What the task asks: Copy all of the records below word for word, but leave out the pictures.
-- begin Material for the task --
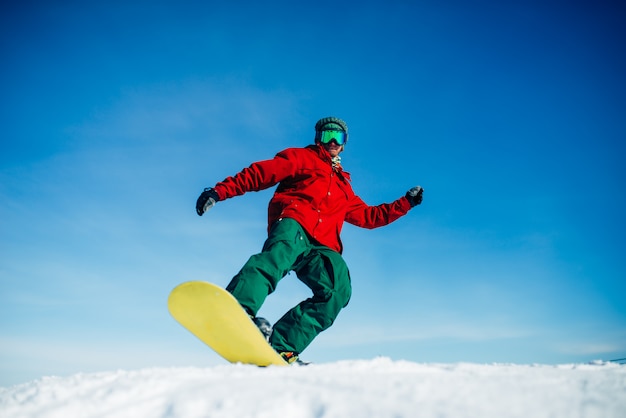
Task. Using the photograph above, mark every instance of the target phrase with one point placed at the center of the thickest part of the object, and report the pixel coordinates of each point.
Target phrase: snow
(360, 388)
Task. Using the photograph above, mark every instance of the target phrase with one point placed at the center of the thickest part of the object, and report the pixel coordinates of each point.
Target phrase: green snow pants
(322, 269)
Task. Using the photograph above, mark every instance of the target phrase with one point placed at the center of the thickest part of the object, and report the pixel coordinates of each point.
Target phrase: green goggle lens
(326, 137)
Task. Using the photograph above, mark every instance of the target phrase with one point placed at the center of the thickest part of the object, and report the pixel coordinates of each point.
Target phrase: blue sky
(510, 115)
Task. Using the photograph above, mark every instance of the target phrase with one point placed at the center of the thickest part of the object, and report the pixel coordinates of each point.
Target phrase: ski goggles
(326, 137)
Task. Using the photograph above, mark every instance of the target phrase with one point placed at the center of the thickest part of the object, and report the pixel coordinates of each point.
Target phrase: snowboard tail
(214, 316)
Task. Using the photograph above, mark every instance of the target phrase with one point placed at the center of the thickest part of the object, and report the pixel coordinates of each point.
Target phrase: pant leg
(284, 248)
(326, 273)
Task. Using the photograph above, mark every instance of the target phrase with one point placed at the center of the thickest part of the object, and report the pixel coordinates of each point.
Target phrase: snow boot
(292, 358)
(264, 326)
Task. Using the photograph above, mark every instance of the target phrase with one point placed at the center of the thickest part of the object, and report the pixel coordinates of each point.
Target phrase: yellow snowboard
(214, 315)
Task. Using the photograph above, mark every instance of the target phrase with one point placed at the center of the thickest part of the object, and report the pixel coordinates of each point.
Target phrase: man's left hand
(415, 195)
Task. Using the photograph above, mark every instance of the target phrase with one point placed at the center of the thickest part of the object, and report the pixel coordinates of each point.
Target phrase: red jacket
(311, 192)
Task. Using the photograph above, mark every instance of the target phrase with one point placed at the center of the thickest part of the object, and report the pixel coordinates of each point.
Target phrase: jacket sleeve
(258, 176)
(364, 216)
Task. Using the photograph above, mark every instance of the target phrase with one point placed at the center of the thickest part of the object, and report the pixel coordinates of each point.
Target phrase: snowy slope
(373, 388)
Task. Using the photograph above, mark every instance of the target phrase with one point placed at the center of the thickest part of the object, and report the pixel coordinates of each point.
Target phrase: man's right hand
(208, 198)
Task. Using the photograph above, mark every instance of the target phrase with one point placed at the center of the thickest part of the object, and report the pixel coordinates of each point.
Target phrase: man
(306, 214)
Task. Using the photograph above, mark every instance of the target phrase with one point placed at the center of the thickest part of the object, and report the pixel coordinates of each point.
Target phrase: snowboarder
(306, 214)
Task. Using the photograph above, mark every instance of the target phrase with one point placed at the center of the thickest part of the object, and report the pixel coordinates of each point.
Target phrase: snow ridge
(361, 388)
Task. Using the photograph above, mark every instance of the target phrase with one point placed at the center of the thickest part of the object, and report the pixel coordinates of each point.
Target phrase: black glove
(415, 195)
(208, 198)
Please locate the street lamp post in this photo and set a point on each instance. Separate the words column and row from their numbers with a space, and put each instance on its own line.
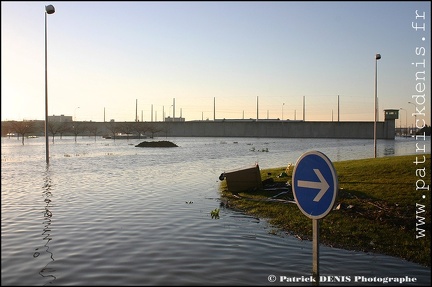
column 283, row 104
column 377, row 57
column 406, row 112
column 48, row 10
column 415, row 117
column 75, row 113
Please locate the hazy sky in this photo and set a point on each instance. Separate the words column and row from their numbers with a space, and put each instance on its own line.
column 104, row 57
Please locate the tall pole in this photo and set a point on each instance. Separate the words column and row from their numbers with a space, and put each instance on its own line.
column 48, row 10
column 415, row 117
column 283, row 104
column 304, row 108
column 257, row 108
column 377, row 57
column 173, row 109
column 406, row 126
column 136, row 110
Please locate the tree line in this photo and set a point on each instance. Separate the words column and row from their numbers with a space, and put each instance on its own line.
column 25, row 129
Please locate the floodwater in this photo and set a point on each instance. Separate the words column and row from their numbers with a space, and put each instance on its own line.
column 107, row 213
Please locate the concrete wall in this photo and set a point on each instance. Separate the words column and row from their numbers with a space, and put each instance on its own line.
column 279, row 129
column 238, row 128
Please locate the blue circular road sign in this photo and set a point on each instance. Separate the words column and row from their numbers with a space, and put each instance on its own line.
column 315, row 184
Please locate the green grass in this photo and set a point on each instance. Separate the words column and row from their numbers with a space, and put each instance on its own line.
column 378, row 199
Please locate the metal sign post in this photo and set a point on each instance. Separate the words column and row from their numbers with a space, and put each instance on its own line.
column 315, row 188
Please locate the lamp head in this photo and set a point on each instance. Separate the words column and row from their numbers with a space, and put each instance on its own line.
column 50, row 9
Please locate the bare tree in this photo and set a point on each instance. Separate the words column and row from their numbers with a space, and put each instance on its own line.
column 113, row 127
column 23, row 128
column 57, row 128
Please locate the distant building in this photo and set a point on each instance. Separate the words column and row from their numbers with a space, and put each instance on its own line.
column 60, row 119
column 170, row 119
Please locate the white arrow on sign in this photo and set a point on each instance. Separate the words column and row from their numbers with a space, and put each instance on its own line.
-- end Material for the task --
Solution to this task:
Task. Using the photograph above, mark every instance of the target phrase with one point placed at the center of the thickest part of the object, and report the pixel coordinates of each point.
Target phrase: snow
(360, 388)
Task. Using the photograph above, mark every instance of the target phrase with one point placed at the center of the thickest part of the object, and report the pixel coordinates of each point.
Target phrase: green snow pants
(322, 269)
Task. Using the photograph above, mark every instance of the target phrase with one point placed at the center of the thickest part of the object, and report the pixel coordinates of each point.
Target phrase: green goggle lens
(326, 137)
Task. Using the photograph above, mark every instance of the target phrase with one point placed at the center of the thickest part of the object, and report the pixel coordinates of each point.
Target phrase: blue sky
(510, 115)
Task. Using the photograph above, mark every instance of the target phrase with one point placed at the center of the thickest part of the object, and report the pixel coordinates of each point.
Target phrase: ski goggles
(326, 137)
Task. Using the photograph above, mark every instance of the target phrase with one point placed at the center of the thickest part of the object, and report the pixel coordinates of each point.
Target phrase: snowboard tail
(214, 316)
Task. Using the photograph above, mark every instance of the target phrase with one point placed at the center of the thickest part of the object, and report the pixel coordinates of each point.
Target phrase: pant leg
(284, 248)
(326, 273)
Task. Using the photograph above, mark every instance of the target phrase with one point placed at the center of the thickest part of the object, and report the pixel coordinates of each point.
Target phrase: snow boot
(292, 358)
(264, 326)
Task. Using the photograph above, mark every instance of the target phrase with one point placed at the center of the thickest part of the object, and report the pixel coordinates of each point.
Target phrase: yellow snowboard
(214, 315)
Task. Using the photograph above, mark every instance of the target phrase with one point placed at the center of the thickest part of the object, and report the pixel coordinates of each point.
Target phrase: man's left hand
(415, 195)
Task. Using the photograph above, mark every instance of the target phrase with one point placed at the center of the thickest part of the object, and report the pixel coordinates of each point.
Target phrase: red jacket
(311, 192)
Task. Using the photograph above, mark every instance of the target phrase with one point placed at the center of the thickest part of the object, and report the pixel coordinates of each point.
Target phrase: jacket sleeve
(258, 176)
(364, 216)
Task. Using the photograph above, mark every instance of the target phrase with one point placed at the center of the thickest part of the object, and report the pixel coordinates of each point.
Target phrase: snowy slope
(373, 388)
Task. Using the photograph above, mark every instance of the target phrase with one point placed at the center of the thickest part of the object, and report the pixel coordinates of each point.
Target phrase: man's right hand
(208, 198)
Task. Using the photograph above, mark every instance of the target phrase with one point placed at the center of the thickest part of the object, and report the pixel coordinates of each point.
Target phrase: man
(306, 214)
Task. Using the photograph above, mark every instance of the target phrase with one point placed at the center of the thickest part of the object, and report the pixel coordinates of each point.
Target phrase: snowboarder
(306, 214)
Task. Using the photograph above, mark every instance of the target phrase with one point placed at the center of the thickest part of the object, and report the pixel coordinates of each point.
Target phrase: snow ridge
(361, 388)
Task. Using the photograph above, mark every instance of the target phrase with one point placed at the center of the thickest part of the object, and report the pixel coordinates of each point.
Target phrase: black glove
(415, 195)
(208, 198)
Please locate the street lamp post in this photo and set a point on each instance. Separate the words column and row from their numbers with a space, and put each instance on its own line.
column 283, row 104
column 377, row 57
column 406, row 112
column 48, row 10
column 415, row 117
column 75, row 113
Please locate the hazy sky in this photo and set a point on each instance. Separate the words column and row from their numbers with a space, and put each instance on its own line.
column 104, row 57
Please locate the tall pole in this photo and set a point on each instance. Separate the words column and row from their numbers with a space, and put each instance on its own line.
column 48, row 10
column 415, row 117
column 283, row 104
column 304, row 108
column 257, row 108
column 377, row 57
column 173, row 109
column 406, row 126
column 136, row 110
Please locate the tree line in this photo and set a point on each instance. Separate the words column and row from their numbers with a space, and put each instance on its own line.
column 25, row 129
Please locate the floodwater in this photo and set a point on each instance. Separate the words column and row from their numbers with a space, and put each instance on its own line.
column 107, row 213
Please locate the concrete wall in this photo and set a point on each instance. Separate the words column and row from their numbers with a space, and put each instance on its own line.
column 279, row 129
column 238, row 128
Please locate the blue circular road sign in this photo and set a point on each instance. Separate the words column and row from their numbers with a space, and put each instance on its own line.
column 315, row 184
Please locate the green grass in this photo and set a point on each instance. Separate the words column and row from their numbers with a space, and put each instance on its own line.
column 378, row 199
Please locate the metal sign post in this photo and set a point on each instance. Separate the words column and row from their numbers with a space, and put each instance on its own line.
column 315, row 188
Please locate the lamp head in this photo and set a point on each instance. Separate the words column and row from their numbers with a space, and put each instance on its own line.
column 50, row 9
Please locate the bare tree in this photo and set a point on each instance. Separate the words column and row from their numbers with a space, and put each instance on its own line.
column 113, row 127
column 23, row 128
column 57, row 128
Please locate the distant building in this photo and set a point on each instance. Separate the words column and row from their numbers with a space, and put each instance on its own line.
column 60, row 119
column 170, row 119
Please locate the white arrow on sign in this photo and set a point on each instance. Separate the words column and row from their numbers with a space, and put each instance on its own line.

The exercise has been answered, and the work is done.